PROMPT – Could the whole of the data below be written out verbatim?

Stored items
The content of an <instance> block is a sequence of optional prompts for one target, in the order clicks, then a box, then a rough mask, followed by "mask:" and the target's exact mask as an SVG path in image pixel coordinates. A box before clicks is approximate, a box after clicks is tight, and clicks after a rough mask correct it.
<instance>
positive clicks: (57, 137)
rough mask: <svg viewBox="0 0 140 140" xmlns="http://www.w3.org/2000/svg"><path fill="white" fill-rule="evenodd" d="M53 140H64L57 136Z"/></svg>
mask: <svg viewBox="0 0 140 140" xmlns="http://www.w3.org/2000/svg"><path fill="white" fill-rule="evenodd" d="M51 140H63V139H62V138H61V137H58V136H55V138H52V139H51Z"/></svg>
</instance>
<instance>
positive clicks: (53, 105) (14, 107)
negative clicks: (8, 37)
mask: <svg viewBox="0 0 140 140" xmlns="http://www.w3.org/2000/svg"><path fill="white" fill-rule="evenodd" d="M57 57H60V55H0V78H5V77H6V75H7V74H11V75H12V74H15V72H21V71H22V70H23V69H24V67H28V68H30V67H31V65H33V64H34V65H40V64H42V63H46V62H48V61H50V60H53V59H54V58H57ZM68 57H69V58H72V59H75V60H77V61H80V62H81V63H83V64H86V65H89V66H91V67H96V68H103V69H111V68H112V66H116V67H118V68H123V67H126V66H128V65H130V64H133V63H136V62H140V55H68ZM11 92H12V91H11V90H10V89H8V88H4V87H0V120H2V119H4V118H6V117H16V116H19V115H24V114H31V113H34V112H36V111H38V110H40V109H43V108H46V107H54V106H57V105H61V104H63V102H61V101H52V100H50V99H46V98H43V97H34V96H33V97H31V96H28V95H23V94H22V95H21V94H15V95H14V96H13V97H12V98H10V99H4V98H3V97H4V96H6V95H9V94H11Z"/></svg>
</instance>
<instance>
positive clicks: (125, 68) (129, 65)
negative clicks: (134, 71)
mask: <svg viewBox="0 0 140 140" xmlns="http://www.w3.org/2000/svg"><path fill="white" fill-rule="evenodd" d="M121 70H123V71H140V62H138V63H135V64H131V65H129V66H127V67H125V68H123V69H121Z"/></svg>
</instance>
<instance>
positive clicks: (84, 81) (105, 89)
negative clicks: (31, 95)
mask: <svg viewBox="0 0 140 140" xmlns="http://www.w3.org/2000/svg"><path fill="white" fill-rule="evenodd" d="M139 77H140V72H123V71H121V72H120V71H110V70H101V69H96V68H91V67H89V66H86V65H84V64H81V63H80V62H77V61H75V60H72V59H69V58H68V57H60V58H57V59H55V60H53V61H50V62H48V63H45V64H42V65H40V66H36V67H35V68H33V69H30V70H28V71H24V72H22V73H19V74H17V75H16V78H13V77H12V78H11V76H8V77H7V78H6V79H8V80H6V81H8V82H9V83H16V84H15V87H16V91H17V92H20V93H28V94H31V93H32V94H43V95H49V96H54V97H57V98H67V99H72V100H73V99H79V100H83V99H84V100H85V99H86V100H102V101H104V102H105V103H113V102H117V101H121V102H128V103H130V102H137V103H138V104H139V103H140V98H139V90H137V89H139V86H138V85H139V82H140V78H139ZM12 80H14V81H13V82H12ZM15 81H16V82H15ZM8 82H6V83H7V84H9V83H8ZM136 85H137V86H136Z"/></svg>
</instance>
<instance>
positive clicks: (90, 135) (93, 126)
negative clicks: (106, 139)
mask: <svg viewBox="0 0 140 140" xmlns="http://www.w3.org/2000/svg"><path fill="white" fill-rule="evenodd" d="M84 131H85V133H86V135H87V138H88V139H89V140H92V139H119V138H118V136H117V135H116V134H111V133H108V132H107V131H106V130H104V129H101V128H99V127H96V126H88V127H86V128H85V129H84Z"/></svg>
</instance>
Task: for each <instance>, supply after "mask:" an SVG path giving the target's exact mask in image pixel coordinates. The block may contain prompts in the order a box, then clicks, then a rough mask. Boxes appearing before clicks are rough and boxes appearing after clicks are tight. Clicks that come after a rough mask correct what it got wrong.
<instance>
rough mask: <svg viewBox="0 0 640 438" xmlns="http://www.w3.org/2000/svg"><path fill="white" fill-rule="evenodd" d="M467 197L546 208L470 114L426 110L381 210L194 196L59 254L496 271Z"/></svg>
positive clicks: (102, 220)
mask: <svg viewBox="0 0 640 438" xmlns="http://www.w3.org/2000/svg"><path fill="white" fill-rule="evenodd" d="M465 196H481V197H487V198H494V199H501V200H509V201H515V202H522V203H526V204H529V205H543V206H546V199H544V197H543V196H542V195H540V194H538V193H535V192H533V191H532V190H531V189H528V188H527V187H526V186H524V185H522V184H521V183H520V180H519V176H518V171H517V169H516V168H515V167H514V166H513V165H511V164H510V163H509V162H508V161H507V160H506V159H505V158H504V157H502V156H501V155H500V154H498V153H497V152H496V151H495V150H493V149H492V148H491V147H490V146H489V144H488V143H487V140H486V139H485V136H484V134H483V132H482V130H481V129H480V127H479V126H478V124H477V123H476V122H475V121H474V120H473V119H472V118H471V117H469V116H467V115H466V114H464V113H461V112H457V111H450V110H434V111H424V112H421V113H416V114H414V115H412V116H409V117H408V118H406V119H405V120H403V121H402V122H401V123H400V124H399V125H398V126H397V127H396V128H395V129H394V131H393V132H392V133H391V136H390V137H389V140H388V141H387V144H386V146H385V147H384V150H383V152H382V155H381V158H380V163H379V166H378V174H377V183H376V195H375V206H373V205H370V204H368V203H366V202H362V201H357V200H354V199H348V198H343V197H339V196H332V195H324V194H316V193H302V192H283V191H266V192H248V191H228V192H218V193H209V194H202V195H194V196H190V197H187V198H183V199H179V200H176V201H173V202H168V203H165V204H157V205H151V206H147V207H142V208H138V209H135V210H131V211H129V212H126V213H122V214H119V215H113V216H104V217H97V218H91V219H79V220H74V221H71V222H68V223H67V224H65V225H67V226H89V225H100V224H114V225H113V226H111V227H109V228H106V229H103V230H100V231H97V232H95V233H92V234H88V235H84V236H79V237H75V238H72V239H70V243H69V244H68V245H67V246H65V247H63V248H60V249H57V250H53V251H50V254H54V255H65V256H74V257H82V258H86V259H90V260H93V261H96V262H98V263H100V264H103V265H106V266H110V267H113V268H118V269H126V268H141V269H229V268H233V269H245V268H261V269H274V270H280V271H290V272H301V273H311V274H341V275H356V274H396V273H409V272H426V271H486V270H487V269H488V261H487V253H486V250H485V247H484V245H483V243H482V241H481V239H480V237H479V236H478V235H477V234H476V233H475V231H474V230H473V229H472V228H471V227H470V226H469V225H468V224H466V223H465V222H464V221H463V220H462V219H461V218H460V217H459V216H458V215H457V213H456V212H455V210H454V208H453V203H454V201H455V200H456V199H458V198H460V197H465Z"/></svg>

OUTPUT OF THE EXERCISE –
The content of an <instance> block is a sequence of optional prompts for one target, in the order clicks, then a box, then a rough mask, followed by "mask:" and the target's exact mask as an SVG path in image pixel coordinates. A box before clicks is approximate, a box after clicks is tight, and clicks after a rough mask correct it.
<instance>
positive clicks: (57, 137)
rough mask: <svg viewBox="0 0 140 140" xmlns="http://www.w3.org/2000/svg"><path fill="white" fill-rule="evenodd" d="M53 140H64L57 136Z"/></svg>
mask: <svg viewBox="0 0 140 140" xmlns="http://www.w3.org/2000/svg"><path fill="white" fill-rule="evenodd" d="M51 140H63V139H62V138H61V137H58V136H55V138H52V139H51Z"/></svg>
</instance>
<instance>
positive clicks: (53, 105) (14, 107)
negative clicks: (8, 37)
mask: <svg viewBox="0 0 140 140" xmlns="http://www.w3.org/2000/svg"><path fill="white" fill-rule="evenodd" d="M57 57H60V55H0V78H5V77H6V75H7V74H11V75H12V74H15V72H21V71H22V70H23V69H24V67H28V68H30V67H31V65H33V64H34V65H40V64H42V63H46V62H48V61H50V60H53V59H54V58H57ZM68 57H69V58H72V59H75V60H77V61H80V62H81V63H83V64H86V65H89V66H91V67H96V68H103V69H111V68H112V66H116V67H118V68H123V67H126V66H128V65H130V64H133V63H136V62H140V55H68ZM11 92H12V91H11V90H10V89H8V88H4V87H0V120H2V119H4V118H6V117H16V116H19V115H24V114H31V113H34V112H36V111H38V110H40V109H43V108H46V107H54V106H57V105H61V104H63V102H61V101H52V100H50V99H46V98H43V97H34V96H33V97H31V96H28V95H23V94H22V95H21V94H15V95H14V96H13V97H12V98H10V99H4V98H3V97H4V96H6V95H9V94H11Z"/></svg>
</instance>
<instance>
positive clicks: (125, 68) (129, 65)
negative clicks: (134, 71)
mask: <svg viewBox="0 0 140 140" xmlns="http://www.w3.org/2000/svg"><path fill="white" fill-rule="evenodd" d="M121 70H123V71H140V62H138V63H135V64H131V65H129V66H127V67H125V68H123V69H121Z"/></svg>
</instance>
<instance>
positive clicks: (84, 81) (105, 89)
negative clicks: (31, 95)
mask: <svg viewBox="0 0 140 140" xmlns="http://www.w3.org/2000/svg"><path fill="white" fill-rule="evenodd" d="M139 77H140V72H123V71H121V72H120V71H110V70H101V69H96V68H91V67H89V66H86V65H84V64H81V63H80V62H77V61H75V60H72V59H69V58H68V57H60V58H57V59H55V60H53V61H50V62H48V63H45V64H42V65H40V66H36V67H35V68H33V69H30V70H28V71H24V72H22V73H19V74H17V75H16V78H13V77H12V78H11V76H8V77H7V78H6V79H8V80H6V81H8V82H9V83H16V84H15V87H16V91H17V92H20V93H28V94H31V93H32V94H43V95H49V96H54V97H57V98H67V99H72V100H73V99H79V100H83V99H84V100H85V99H86V100H102V101H104V102H105V103H113V102H117V101H121V102H128V103H130V102H137V103H138V104H139V103H140V98H139V90H137V89H139V86H138V85H139V82H140V78H139ZM12 80H14V81H13V82H12ZM15 81H16V82H15ZM8 82H6V83H7V84H9V83H8ZM136 85H137V86H136Z"/></svg>
</instance>
<instance>
positive clicks: (90, 135) (93, 126)
negative clicks: (106, 139)
mask: <svg viewBox="0 0 140 140" xmlns="http://www.w3.org/2000/svg"><path fill="white" fill-rule="evenodd" d="M84 131H85V133H86V135H87V138H88V139H89V140H92V139H119V138H118V136H117V135H116V134H111V133H108V132H107V131H106V130H104V129H101V128H99V127H96V126H88V127H86V128H85V129H84Z"/></svg>
</instance>
Task: for each <instance>, supply after "mask:" an SVG path giving the target's exact mask in image pixel coordinates. The block may contain prompts in the order a box, then clicks, then a rough mask. Boxes appearing before clicks are rough and boxes appearing after clicks are tight. Clicks that come after a rough mask correct what it got wrong.
<instance>
rough mask: <svg viewBox="0 0 640 438" xmlns="http://www.w3.org/2000/svg"><path fill="white" fill-rule="evenodd" d="M467 197L546 208L470 114L426 110L381 210L194 196L59 254L496 271Z"/></svg>
positive clicks: (102, 220)
mask: <svg viewBox="0 0 640 438" xmlns="http://www.w3.org/2000/svg"><path fill="white" fill-rule="evenodd" d="M465 196H481V197H487V198H494V199H501V200H509V201H515V202H522V203H526V204H529V205H543V206H546V199H544V197H543V196H542V195H540V194H538V193H535V192H533V191H532V190H531V189H528V188H527V187H526V186H524V185H522V184H521V183H520V180H519V176H518V171H517V169H516V168H515V167H514V166H513V165H511V164H510V163H509V162H508V161H507V160H506V159H505V158H504V157H502V156H501V155H500V154H498V153H497V152H496V151H495V150H493V149H492V148H491V147H490V146H489V144H488V143H487V140H486V139H485V136H484V134H483V132H482V130H481V129H480V127H479V126H478V124H477V123H476V122H475V121H474V120H473V119H472V118H471V117H469V116H467V115H466V114H464V113H461V112H457V111H450V110H434V111H424V112H421V113H416V114H414V115H412V116H409V117H408V118H406V119H405V120H403V121H402V122H401V123H400V124H399V125H398V126H397V127H396V128H395V129H394V131H393V132H392V133H391V136H390V137H389V140H388V141H387V144H386V146H385V147H384V150H383V152H382V155H381V158H380V163H379V166H378V174H377V183H376V195H375V206H373V205H370V204H368V203H366V202H362V201H357V200H354V199H348V198H343V197H339V196H332V195H324V194H316V193H302V192H283V191H266V192H248V191H228V192H218V193H209V194H202V195H194V196H190V197H187V198H183V199H179V200H176V201H173V202H168V203H165V204H157V205H151V206H147V207H142V208H138V209H135V210H131V211H129V212H126V213H122V214H119V215H113V216H104V217H97V218H91V219H79V220H74V221H71V222H68V223H67V224H65V225H67V226H89V225H100V224H114V225H113V226H111V227H109V228H106V229H103V230H100V231H97V232H95V233H92V234H88V235H84V236H79V237H75V238H72V239H70V243H69V244H68V245H67V246H65V247H63V248H60V249H57V250H53V251H50V254H54V255H65V256H74V257H82V258H86V259H90V260H93V261H96V262H98V263H100V264H103V265H106V266H110V267H113V268H118V269H126V268H141V269H229V268H233V269H245V268H261V269H274V270H280V271H290V272H301V273H311V274H341V275H356V274H396V273H409V272H426V271H486V270H487V269H488V261H487V253H486V250H485V247H484V245H483V243H482V241H481V239H480V237H479V236H478V235H477V234H476V233H475V231H474V230H473V229H472V228H471V227H470V226H469V225H468V224H466V223H465V222H464V221H463V220H462V219H461V218H460V217H459V216H458V215H457V213H456V212H455V210H454V208H453V203H454V201H455V200H456V199H458V198H460V197H465Z"/></svg>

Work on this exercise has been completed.